- _DIRECTIONS FOR THIS TASK_
Repeat the following entries exactly, excluding pictures.

↓↓↓

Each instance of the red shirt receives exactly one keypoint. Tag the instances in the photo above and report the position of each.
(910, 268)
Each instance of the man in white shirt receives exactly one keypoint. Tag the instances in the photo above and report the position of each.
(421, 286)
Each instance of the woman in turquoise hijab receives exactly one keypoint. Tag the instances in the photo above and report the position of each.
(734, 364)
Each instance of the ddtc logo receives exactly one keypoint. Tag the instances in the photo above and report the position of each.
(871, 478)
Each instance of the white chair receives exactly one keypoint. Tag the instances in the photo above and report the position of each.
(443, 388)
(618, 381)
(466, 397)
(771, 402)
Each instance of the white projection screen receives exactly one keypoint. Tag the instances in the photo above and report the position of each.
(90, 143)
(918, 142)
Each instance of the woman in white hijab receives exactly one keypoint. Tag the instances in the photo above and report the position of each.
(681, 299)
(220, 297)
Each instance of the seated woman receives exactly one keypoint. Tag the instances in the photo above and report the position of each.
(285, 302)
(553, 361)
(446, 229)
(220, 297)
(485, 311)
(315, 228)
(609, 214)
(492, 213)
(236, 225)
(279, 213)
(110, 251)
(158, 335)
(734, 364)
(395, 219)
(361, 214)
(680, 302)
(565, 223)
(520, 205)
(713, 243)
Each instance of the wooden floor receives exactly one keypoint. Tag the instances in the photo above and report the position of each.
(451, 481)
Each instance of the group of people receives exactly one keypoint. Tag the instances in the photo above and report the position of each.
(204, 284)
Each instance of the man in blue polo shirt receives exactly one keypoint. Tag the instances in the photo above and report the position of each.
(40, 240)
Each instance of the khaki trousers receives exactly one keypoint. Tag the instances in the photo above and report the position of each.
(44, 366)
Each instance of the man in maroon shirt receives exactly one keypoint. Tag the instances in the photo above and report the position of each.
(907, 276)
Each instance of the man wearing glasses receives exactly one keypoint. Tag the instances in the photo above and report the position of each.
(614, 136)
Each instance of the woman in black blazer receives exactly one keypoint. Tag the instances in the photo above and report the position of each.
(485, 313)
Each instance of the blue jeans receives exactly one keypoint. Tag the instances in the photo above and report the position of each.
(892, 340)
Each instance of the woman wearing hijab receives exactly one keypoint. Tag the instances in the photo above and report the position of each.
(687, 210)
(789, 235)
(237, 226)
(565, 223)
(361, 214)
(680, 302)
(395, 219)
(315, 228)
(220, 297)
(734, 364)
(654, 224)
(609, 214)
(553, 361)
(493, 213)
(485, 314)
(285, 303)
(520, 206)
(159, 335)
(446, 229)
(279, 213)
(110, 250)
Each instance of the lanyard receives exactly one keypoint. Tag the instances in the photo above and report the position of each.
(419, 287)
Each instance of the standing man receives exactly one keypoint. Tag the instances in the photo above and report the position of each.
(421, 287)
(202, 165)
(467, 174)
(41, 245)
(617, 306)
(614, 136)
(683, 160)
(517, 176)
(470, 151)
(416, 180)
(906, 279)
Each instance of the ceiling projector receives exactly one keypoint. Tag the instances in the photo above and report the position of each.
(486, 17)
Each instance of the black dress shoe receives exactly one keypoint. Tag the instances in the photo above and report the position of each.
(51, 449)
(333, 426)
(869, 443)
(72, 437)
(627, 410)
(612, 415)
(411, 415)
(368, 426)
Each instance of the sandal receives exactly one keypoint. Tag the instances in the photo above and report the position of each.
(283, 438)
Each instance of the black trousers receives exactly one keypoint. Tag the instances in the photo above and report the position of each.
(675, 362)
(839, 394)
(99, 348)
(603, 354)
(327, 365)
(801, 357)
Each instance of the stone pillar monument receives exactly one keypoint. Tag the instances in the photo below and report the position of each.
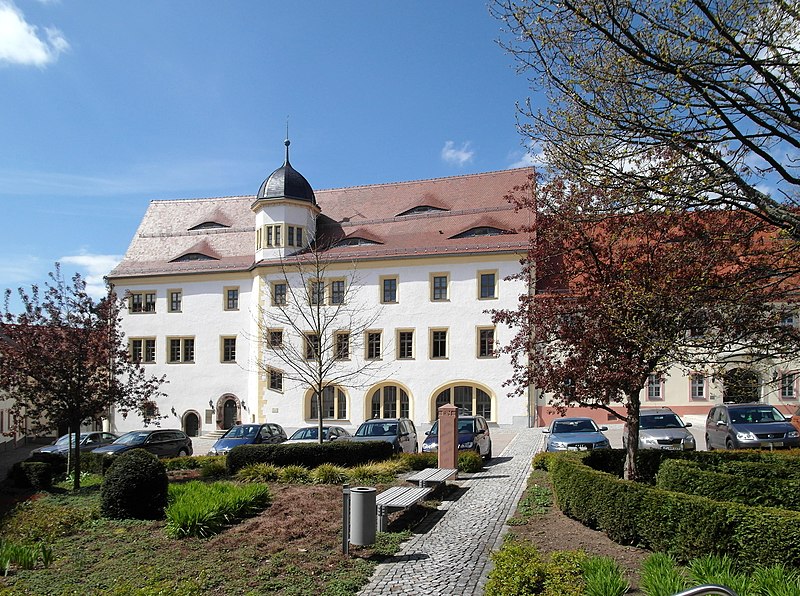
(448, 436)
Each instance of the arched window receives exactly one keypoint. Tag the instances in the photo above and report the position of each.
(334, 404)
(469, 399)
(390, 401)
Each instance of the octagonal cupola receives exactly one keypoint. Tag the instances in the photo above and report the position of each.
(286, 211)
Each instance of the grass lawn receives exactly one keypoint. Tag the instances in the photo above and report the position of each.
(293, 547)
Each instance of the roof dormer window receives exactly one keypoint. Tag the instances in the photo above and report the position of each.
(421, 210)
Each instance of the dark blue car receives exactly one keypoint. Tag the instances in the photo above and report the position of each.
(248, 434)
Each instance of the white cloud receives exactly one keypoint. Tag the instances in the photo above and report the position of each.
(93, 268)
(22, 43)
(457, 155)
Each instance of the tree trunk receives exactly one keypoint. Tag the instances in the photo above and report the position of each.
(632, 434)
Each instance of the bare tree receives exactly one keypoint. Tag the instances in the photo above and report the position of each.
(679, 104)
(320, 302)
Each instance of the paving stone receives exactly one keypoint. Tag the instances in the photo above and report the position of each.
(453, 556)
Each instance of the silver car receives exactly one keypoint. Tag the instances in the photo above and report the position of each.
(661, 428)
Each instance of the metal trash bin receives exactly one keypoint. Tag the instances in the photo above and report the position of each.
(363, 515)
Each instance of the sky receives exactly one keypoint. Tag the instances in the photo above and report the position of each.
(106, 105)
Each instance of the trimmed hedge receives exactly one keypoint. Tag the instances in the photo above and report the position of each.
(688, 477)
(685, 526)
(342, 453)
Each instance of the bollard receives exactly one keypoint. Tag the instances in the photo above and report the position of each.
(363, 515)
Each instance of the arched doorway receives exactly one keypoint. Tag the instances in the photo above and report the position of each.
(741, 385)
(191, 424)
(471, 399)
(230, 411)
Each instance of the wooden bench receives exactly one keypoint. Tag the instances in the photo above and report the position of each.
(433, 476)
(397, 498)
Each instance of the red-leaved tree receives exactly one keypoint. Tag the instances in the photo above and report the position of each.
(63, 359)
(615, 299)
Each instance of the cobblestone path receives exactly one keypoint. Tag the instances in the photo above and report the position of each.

↑↑↑

- _WRITTEN RESPONSE_
Each instance of the red shirt receives exactly one keypoint. Tag the instances in the photo above and report the position of each.
(910, 268)
Each instance of the man in white shirt receives exactly one keypoint. Tag the instances in the photo above and report the position of each.
(421, 286)
Each instance of the woman in turquoise hijab receives exactly one keypoint. Tag the instances in the photo above and report the position of each.
(734, 364)
Each instance of the ddtc logo receives exactly one keypoint. Tag the instances in the photo above and report the position of each.
(871, 478)
Each instance of the white chair receives exactly one keypoint. Tag the instances in the photo above and report the position of each.
(443, 388)
(618, 381)
(466, 397)
(771, 402)
Each instance of the white projection screen receives exactly one keypoint. Tag the instances in the photo above and report the position of each.
(90, 143)
(918, 142)
Each instance of the woman in white hijab receives exactly one keypoint. Tag the instances in the photo above and report the position of each.
(681, 299)
(220, 297)
Each instance of the seated woman receives exactly one keypoint. Tag the instances in the photo above and report the position of each.
(285, 302)
(553, 361)
(446, 229)
(220, 297)
(485, 311)
(315, 228)
(609, 214)
(492, 213)
(236, 225)
(279, 213)
(110, 251)
(158, 335)
(734, 364)
(395, 219)
(361, 214)
(680, 302)
(565, 223)
(520, 205)
(713, 243)
Each instance of the wooden floor receives exactly one keypoint. Tag the instances in the photo above and report the position of each.
(451, 481)
Each instance of the group of people receives exactly one keypoint. Tag the instances in the photo above and report the position of each.
(204, 284)
Each instance of the man in blue polo shirt receives exactly one keypoint. Tag the instances in the photo above and report the position of each.
(40, 240)
Each instance of the khaki trousers receives exactly one keypoint. Tag the instances in the photo above and report the position of each.
(44, 366)
Each instance of the man in maroon shirt receives exactly one keypoint. Tag the instances in the photo above and report the position of each.
(907, 276)
Each instance of the man wearing glasses receives exactly one keypoint. Tag the instances in the photo above and report the position of each.
(614, 136)
Each instance of the woman in black blazer receives exactly one keypoint. Tag the instances in the photo above and report the position of each.
(485, 313)
Each instance of the blue jeans receives exactly one keypoint. Tag the instances in the photo above and report the position of each.
(892, 340)
Each instance of the woman wearing hijab receives exactly one keypoint. Tag the instances in the photo above and report the position of each.
(687, 210)
(789, 235)
(237, 226)
(565, 223)
(361, 214)
(680, 302)
(395, 219)
(315, 228)
(220, 297)
(734, 364)
(654, 224)
(609, 214)
(553, 361)
(493, 213)
(485, 314)
(285, 303)
(520, 206)
(159, 335)
(446, 229)
(279, 213)
(110, 250)
Each instance of the lanyard receives exactly one keypoint. Tag the instances in the photo above and report the position of each.
(419, 287)
Each instance of the standing man receives exactly one keypoint. Tag the instances in the photo above and report the position of each.
(421, 287)
(202, 165)
(467, 174)
(41, 245)
(617, 306)
(614, 136)
(683, 160)
(517, 176)
(470, 151)
(416, 180)
(906, 279)
Each instance of the ceiling projector receives exactly one keypoint. Tag the instances in the photo above and report the position of each.
(486, 17)
Each instance of the black dress shoe receives exactly one keypoint. Tag the instances in the photo above and report the position of each.
(51, 449)
(333, 426)
(869, 443)
(72, 437)
(627, 410)
(612, 415)
(411, 415)
(368, 426)
Each instance of the sandal receives exactly one keypoint. Tag the instances in the photo above and report the position of each.
(283, 438)
Each instance of the black trousers receives exactly one keypoint. Tag the instances in the photo above and report the position of each.
(675, 362)
(839, 394)
(99, 348)
(603, 354)
(327, 365)
(801, 357)
Each instance of the stone pillar monument receives exactly one keypoint. Tag the instances in the photo below and report the position of each.
(448, 436)
Each instance of the arched window receives exactly one keypoint. Tag the instances in the photo above and report the position of each.
(334, 404)
(469, 399)
(390, 401)
Each instance of the octagonal cupola receives exactly one keypoint. Tag the instances in the photo above and report the position of each.
(286, 211)
Each instance of the grass lawn receives exactly one keypoint. Tag the instances in the photo above and report the position of each.
(293, 547)
Each instance of the roof dormer window receives exactly one keypoint. Tag the instances in the photo above and report the position of each.
(421, 210)
Each instance of the dark blue car receives exactly one keypoint. Tag the instances in the photo above and report the position of each.
(248, 434)
Each instance of the white cloud receives exactly one keypoint. Tag the instances in the photo above and report the position of each.
(93, 268)
(22, 43)
(457, 155)
Each instance of the tree trunk receives exactly one keypoint. Tag the instances in the photo above and report the position of each.
(632, 434)
Each instance of the bare tree receives exactly one keypoint. Tag the instances in the photo above and report the position of each.
(679, 104)
(320, 302)
Each instance of the paving stone receives exactly one keypoint. Tag the instances in the photo above and report the position of each.
(453, 556)
Each instance of the silver car receives exactly one keypoint. Tag the instances in the photo above and report the position of each.
(661, 428)
Each instance of the metal trash bin receives exactly one keypoint. Tag the instances in the photo above and report the position of each.
(363, 515)
Each instance of the sky receives exactly one keypoint. Tag the instances in the photo above and report the position of each.
(106, 105)
Each instance of the trimmed hedge receives exactly one keypoint. Tag the instances in the photo above and report the position of each.
(688, 477)
(685, 526)
(342, 453)
Each instance of the bollard receives exactly one keypoint. Tag the instances in the photo above and report the position of each.
(363, 515)
Each instance of the arched doorway receives exactly one keypoint. Tag the instances in the photo above and report the position of each.
(741, 385)
(191, 424)
(471, 399)
(230, 411)
Each instance of the wooden bench receives exactly one keypoint. Tag the instances in the photo above and report the position of each.
(433, 476)
(397, 498)
Each instance of the red-leaved tree receives exactly one keypoint. Tag the instances in the photo above and report the position of each.
(63, 359)
(615, 299)
Each instance of the cobblestone path receives exactly one keypoint. Tag the instances in the photo above and report the position of each.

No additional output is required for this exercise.